In 1922 the picture was far different to the present day; Albert Della Porta was a young professional drummer in London. At a time when gigs seemed scarce Albert took a temporary job with the Boyle Drum Co whose drums he
used to play. Albert saw this involvement in a drum company as a golden opportunity to have some of his ideas for improving drums introduced. The Boyle's didn't seem very impressed, but Albert's ideas must have had considerable merit because the Production Manager, George Smith, was sufficiently impressed to want to start making drums independently with him.
Albert and George rented a basement on Berwick Street, London and Albert worked there during the day producing drums. George joined him in the evening after a day's work with the Boyle's. Within a few weeks Albert's younger brother Fred, who played the sax also became involved. Two years
later their initial success necessitated a move to larger
premises and Fred Della Porta embarked on his career as Sales Director for Premier.
They called themselves the Premier Drum Company from the start, however it wasn't until a few years later that this name appeared on the drums. Initially, they were supplying unbranded drums to wholesalers who would put their own name on them. This changed and the Premier brand was launched. Premier's new premises had space for a show room so they started selling Premier drums direct to the drummers themselves.
The factory section was producing the shells and building the drums. The calfskin heads were in high demand by Premier. It was the jazz age and there was a great demand for drum kits, which were a relatively new phenomenon anyway and were going through a popularity boom in the 20's.
The majority of the kits were basic as most people wanted a large single headed bass drum, which could house the rest of the kit stacked inside it. This enabled them to carry the kits on buses and trams. The average portable kit of this kind usually only comprised of a bass drum, snare drum, a stand, a pedal, a cymbal arm, a small cymbal and perhaps a small tom-tom and a couple of woodblocks.
Throughout the 20's and 30's Premier continued to grow. There were 'downs' as well as 'ups', like the time towards the end of the 20's, when the cinema's changed from silent films to 'talkies.' Premier had been supplying, incredibly, 50 pairs of timpani a month to a dealer who rented them all over the country. When cinemas no longer needed live music to accompany films, they no longer needed timpani and Premier lost a very large order.
The production side of the business moved, first to a factory at the Elephant and Castle in South East London and later to Park Royal in West London, while their sales were handled from a show room with a suite of offices above it in Golden Square next to Piccadilly Circus.
Premier symphonic percussion was being used by most of the major orchestras in the country and the armed forces were beginning to adopt Premier's marching drums. Premier developed its famous engineering capabilities. By the end of the 30's Premier was doing their own pressing and
World War II brought a lot of changes that ultimately led to the company expanding even further. Production of musical instruments ceased and Premier started making gun sights for anti tank guns, and plugs and sockets for radar equipment.

> **Problem**: Reproduce, word for word, the section of the Premier Drum Company history that opens with the words "The majority of" and closes with "very large order.".

> **Data extract**:

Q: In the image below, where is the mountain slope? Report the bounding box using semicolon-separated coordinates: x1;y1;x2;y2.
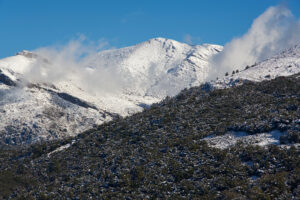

> **Written solution**:
The majority of the kits were basic as most people wanted a large single headed bass drum, which could house the rest of the kit stacked inside it. This enabled them to carry the kits on buses and trams. The average portable kit of this kind usually only comprised of a bass drum, snare drum, a stand, a pedal, a cymbal arm, a small cymbal and perhaps a small tom-tom and a couple of woodblocks.
Throughout the 20's and 30's Premier continued to grow. There were 'downs' as well as 'ups', like the time towards the end of the 20's, when the cinema's changed from silent films to 'talkies.' Premier had been supplying, incredibly, 50 pairs of timpani a month to a dealer who rented them all over the country. When cinemas no longer needed live music to accompany films, they no longer needed timpani and Premier lost a very large order.